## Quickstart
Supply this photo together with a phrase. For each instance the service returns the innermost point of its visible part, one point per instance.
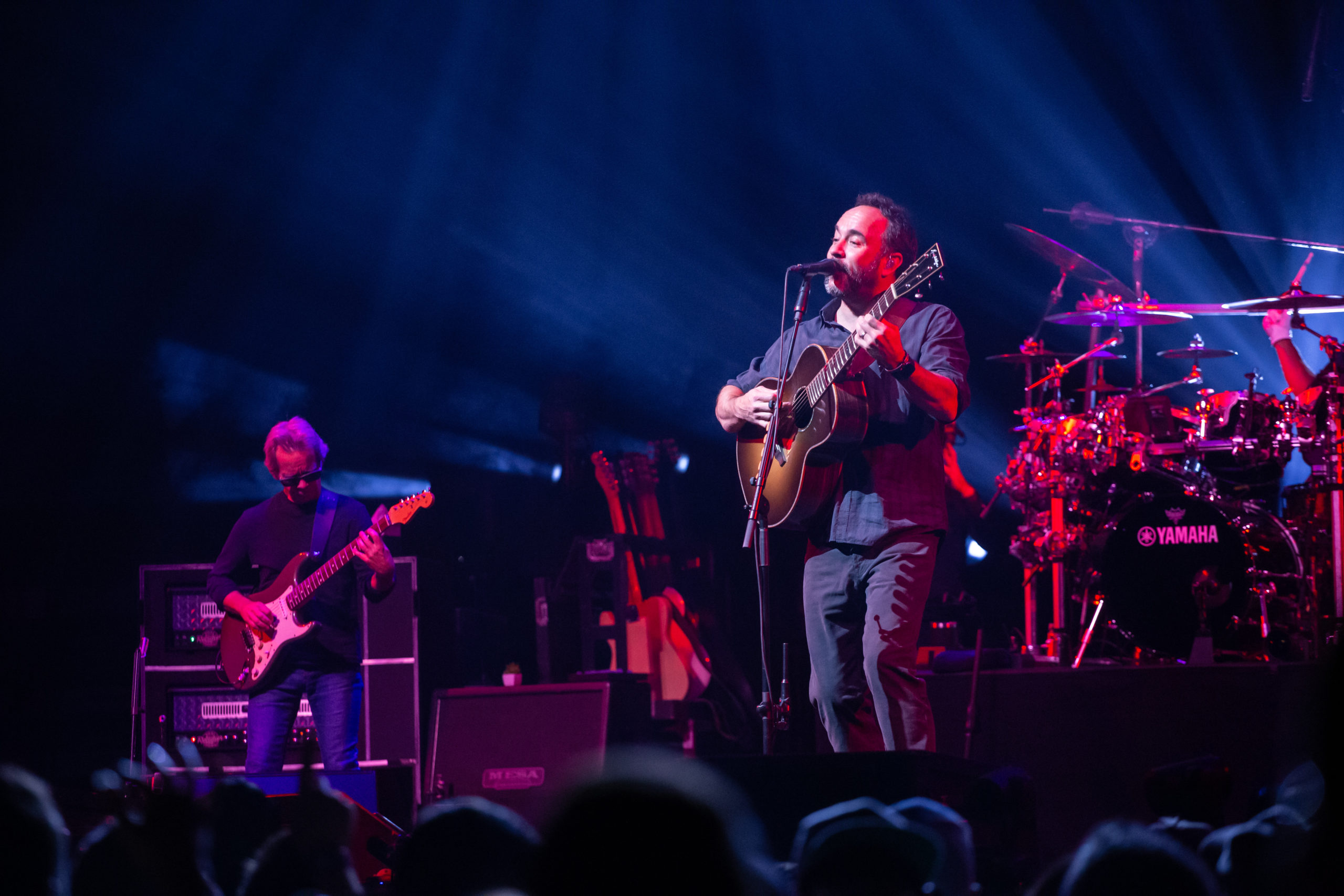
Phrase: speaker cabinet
...
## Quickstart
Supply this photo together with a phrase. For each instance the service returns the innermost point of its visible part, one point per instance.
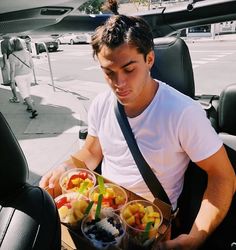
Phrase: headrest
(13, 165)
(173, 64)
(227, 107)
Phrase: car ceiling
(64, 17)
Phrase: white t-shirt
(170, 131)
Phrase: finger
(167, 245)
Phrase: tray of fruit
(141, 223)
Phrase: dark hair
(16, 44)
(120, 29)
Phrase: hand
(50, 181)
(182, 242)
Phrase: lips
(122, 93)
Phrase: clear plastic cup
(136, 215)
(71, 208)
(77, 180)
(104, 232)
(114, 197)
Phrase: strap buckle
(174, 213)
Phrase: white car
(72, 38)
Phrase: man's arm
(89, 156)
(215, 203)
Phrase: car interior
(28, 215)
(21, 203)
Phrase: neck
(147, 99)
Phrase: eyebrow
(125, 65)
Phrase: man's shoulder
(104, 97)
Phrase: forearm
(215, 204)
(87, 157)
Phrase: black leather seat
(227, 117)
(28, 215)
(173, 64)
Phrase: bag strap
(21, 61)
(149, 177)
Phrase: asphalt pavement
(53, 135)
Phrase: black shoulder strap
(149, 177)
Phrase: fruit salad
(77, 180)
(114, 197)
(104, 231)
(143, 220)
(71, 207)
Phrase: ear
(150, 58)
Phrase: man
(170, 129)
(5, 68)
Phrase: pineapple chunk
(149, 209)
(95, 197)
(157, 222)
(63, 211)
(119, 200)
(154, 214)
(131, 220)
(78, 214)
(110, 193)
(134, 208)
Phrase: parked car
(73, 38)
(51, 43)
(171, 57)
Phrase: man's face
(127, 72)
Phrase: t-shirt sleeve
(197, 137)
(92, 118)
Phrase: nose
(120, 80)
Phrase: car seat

### TASK OBJECTIVE
Output exactly the lines of the material above from the one containing "Phrase: ear" up to and including the one containing "Phrase: car seat".

### YOUR RESPONSE
Phrase: ear
(150, 58)
Phrase: man
(170, 129)
(5, 68)
Phrase: pineapple chunk
(149, 209)
(95, 197)
(157, 222)
(63, 211)
(119, 200)
(154, 214)
(131, 220)
(78, 214)
(110, 193)
(134, 208)
Phrase: parked car
(73, 38)
(51, 43)
(171, 57)
Phrase: man's face
(127, 72)
Phrase: t-shirt sleeve
(197, 137)
(92, 118)
Phrase: nose
(120, 80)
Phrase: car seat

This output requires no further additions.